WHAT IS NEEDED - Copy every entry below verbatim, except for images.
**** SUPPLIED DATA
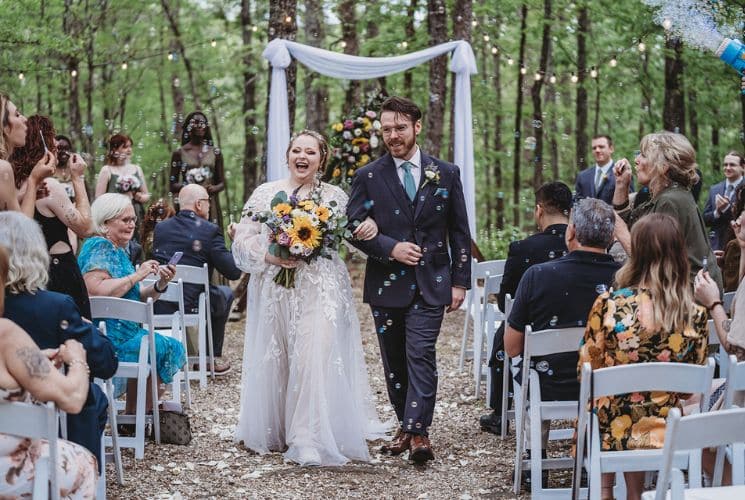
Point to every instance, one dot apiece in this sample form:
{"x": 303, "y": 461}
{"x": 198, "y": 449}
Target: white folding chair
{"x": 692, "y": 433}
{"x": 141, "y": 313}
{"x": 507, "y": 414}
{"x": 473, "y": 305}
{"x": 542, "y": 343}
{"x": 491, "y": 318}
{"x": 202, "y": 319}
{"x": 36, "y": 421}
{"x": 681, "y": 378}
{"x": 172, "y": 325}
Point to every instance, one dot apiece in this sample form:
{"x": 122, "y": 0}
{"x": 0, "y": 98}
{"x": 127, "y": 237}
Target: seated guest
{"x": 51, "y": 318}
{"x": 650, "y": 317}
{"x": 553, "y": 201}
{"x": 560, "y": 293}
{"x": 108, "y": 272}
{"x": 202, "y": 242}
{"x": 56, "y": 213}
{"x": 25, "y": 373}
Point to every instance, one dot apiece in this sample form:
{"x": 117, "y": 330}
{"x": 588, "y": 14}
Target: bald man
{"x": 201, "y": 241}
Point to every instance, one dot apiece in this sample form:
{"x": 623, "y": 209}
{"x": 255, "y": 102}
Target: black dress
{"x": 64, "y": 273}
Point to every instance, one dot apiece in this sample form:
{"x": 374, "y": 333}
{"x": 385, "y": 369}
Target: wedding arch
{"x": 279, "y": 53}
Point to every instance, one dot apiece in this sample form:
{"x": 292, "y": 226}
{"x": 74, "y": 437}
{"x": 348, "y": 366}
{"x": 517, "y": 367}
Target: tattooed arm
{"x": 32, "y": 369}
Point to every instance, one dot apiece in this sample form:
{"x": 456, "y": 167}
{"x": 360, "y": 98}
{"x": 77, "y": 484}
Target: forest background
{"x": 551, "y": 74}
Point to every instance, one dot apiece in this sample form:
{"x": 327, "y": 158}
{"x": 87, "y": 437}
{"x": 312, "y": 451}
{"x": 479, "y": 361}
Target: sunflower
{"x": 282, "y": 209}
{"x": 303, "y": 232}
{"x": 322, "y": 213}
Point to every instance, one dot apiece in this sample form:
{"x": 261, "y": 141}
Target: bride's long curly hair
{"x": 659, "y": 264}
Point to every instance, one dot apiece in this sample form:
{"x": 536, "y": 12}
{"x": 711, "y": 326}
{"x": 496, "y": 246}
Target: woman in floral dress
{"x": 651, "y": 317}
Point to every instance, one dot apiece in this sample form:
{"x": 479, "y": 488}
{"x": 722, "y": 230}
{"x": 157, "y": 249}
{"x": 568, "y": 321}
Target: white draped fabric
{"x": 280, "y": 52}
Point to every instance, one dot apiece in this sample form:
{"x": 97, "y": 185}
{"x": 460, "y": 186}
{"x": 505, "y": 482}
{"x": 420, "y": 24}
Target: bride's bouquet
{"x": 302, "y": 230}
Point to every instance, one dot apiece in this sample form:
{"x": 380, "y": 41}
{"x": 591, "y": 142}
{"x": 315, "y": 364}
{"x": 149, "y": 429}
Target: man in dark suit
{"x": 553, "y": 201}
{"x": 718, "y": 209}
{"x": 52, "y": 318}
{"x": 417, "y": 201}
{"x": 598, "y": 181}
{"x": 202, "y": 242}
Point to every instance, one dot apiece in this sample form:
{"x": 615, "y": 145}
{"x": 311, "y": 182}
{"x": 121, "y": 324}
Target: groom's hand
{"x": 459, "y": 294}
{"x": 407, "y": 253}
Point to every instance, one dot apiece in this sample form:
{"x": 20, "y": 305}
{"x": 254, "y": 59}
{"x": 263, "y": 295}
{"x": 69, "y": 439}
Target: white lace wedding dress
{"x": 305, "y": 385}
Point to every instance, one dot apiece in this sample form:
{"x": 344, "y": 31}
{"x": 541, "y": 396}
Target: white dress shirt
{"x": 416, "y": 169}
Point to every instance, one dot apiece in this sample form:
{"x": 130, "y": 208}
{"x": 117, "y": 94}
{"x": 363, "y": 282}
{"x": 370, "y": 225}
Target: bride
{"x": 304, "y": 386}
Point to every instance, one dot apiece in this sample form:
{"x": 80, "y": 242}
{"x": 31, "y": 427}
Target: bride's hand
{"x": 279, "y": 261}
{"x": 367, "y": 230}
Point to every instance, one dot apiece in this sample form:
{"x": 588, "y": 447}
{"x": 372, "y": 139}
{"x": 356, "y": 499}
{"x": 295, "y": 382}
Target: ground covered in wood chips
{"x": 469, "y": 463}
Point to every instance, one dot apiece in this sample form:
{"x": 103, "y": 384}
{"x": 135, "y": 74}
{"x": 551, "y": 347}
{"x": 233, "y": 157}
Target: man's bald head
{"x": 190, "y": 194}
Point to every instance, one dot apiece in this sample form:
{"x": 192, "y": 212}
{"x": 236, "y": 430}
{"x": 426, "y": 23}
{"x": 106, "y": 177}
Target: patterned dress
{"x": 615, "y": 336}
{"x": 77, "y": 470}
{"x": 101, "y": 254}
********
WRITTEN ANSWER -
Point to every instance, one dot apiece in this sample form:
{"x": 303, "y": 461}
{"x": 198, "y": 449}
Target: white folding chair
{"x": 692, "y": 433}
{"x": 141, "y": 313}
{"x": 507, "y": 414}
{"x": 473, "y": 305}
{"x": 542, "y": 343}
{"x": 491, "y": 318}
{"x": 202, "y": 319}
{"x": 36, "y": 421}
{"x": 681, "y": 378}
{"x": 172, "y": 325}
Point to every instance, one dot apiece in this sample form:
{"x": 122, "y": 0}
{"x": 0, "y": 98}
{"x": 127, "y": 237}
Target: seated guest
{"x": 51, "y": 318}
{"x": 650, "y": 317}
{"x": 553, "y": 201}
{"x": 560, "y": 293}
{"x": 108, "y": 272}
{"x": 202, "y": 242}
{"x": 56, "y": 213}
{"x": 25, "y": 373}
Point to every instance, one dot apiece in this sample form:
{"x": 117, "y": 330}
{"x": 588, "y": 14}
Target: bald man
{"x": 201, "y": 241}
Point to every instance, one dot apiece in this sample form:
{"x": 623, "y": 209}
{"x": 255, "y": 102}
Target: black dress
{"x": 64, "y": 273}
Point to every instance, one dot apiece in this sample form:
{"x": 374, "y": 333}
{"x": 385, "y": 369}
Target: wedding arch
{"x": 279, "y": 53}
Point to every instance, one dot apiece in this sample form:
{"x": 292, "y": 226}
{"x": 74, "y": 437}
{"x": 348, "y": 366}
{"x": 517, "y": 367}
Target: tattooed arm
{"x": 32, "y": 369}
Point to every instance, one dot apiece in this sample form:
{"x": 456, "y": 167}
{"x": 360, "y": 98}
{"x": 77, "y": 484}
Target: forest background
{"x": 551, "y": 74}
Point to every instance, one dot apiece in this sample form:
{"x": 327, "y": 158}
{"x": 87, "y": 437}
{"x": 312, "y": 451}
{"x": 479, "y": 361}
Target: sunflower
{"x": 282, "y": 209}
{"x": 303, "y": 232}
{"x": 322, "y": 213}
Point to every instance, one dot apiece in this sample form:
{"x": 261, "y": 141}
Target: bride's long curly hair
{"x": 659, "y": 264}
Point to every instance, one dot apiece in this sample form:
{"x": 536, "y": 12}
{"x": 711, "y": 326}
{"x": 496, "y": 246}
Target: woman in floral dress
{"x": 651, "y": 317}
Point to every instance, one dot apiece in this sample form:
{"x": 479, "y": 488}
{"x": 722, "y": 230}
{"x": 157, "y": 249}
{"x": 568, "y": 321}
Target: white draped fabric
{"x": 280, "y": 52}
Point to every instance, one dot apiece in this sample form:
{"x": 97, "y": 185}
{"x": 460, "y": 186}
{"x": 505, "y": 482}
{"x": 420, "y": 24}
Target: bride's bouquet
{"x": 302, "y": 230}
Point to every instance, one dot apiece in this sample form:
{"x": 380, "y": 41}
{"x": 591, "y": 142}
{"x": 315, "y": 364}
{"x": 149, "y": 429}
Target: man in dark suit
{"x": 553, "y": 201}
{"x": 718, "y": 209}
{"x": 52, "y": 318}
{"x": 417, "y": 201}
{"x": 598, "y": 181}
{"x": 202, "y": 242}
Point to every instance, one dot apiece in this sample form:
{"x": 615, "y": 145}
{"x": 311, "y": 182}
{"x": 121, "y": 324}
Target: groom's hand
{"x": 459, "y": 294}
{"x": 407, "y": 253}
Point to every instance, one dot apiece in this sample form:
{"x": 20, "y": 305}
{"x": 254, "y": 59}
{"x": 263, "y": 295}
{"x": 69, "y": 439}
Target: white lace wedding dress
{"x": 305, "y": 385}
Point to every instance, one dot apiece in this sample form:
{"x": 344, "y": 31}
{"x": 541, "y": 396}
Target: white dress shirt
{"x": 416, "y": 169}
Point to every instance, one dot apiece in this sample form:
{"x": 130, "y": 208}
{"x": 117, "y": 94}
{"x": 363, "y": 282}
{"x": 370, "y": 225}
Target: bride
{"x": 304, "y": 386}
Point to every instance, one dot apiece in this sample form:
{"x": 80, "y": 242}
{"x": 31, "y": 427}
Target: bride's hand
{"x": 279, "y": 261}
{"x": 367, "y": 230}
Point to every instance, one dot apiece in this sample form:
{"x": 588, "y": 447}
{"x": 372, "y": 139}
{"x": 356, "y": 499}
{"x": 295, "y": 382}
Target: ground covered in wood chips
{"x": 469, "y": 463}
Point to every instance, one dot apiece in this sample form:
{"x": 103, "y": 384}
{"x": 135, "y": 74}
{"x": 551, "y": 347}
{"x": 233, "y": 157}
Target: man's bald head
{"x": 190, "y": 194}
Point to every instance, one dot apiece in this sample form:
{"x": 192, "y": 212}
{"x": 236, "y": 430}
{"x": 426, "y": 23}
{"x": 106, "y": 177}
Target: patterned dress
{"x": 615, "y": 336}
{"x": 77, "y": 470}
{"x": 101, "y": 254}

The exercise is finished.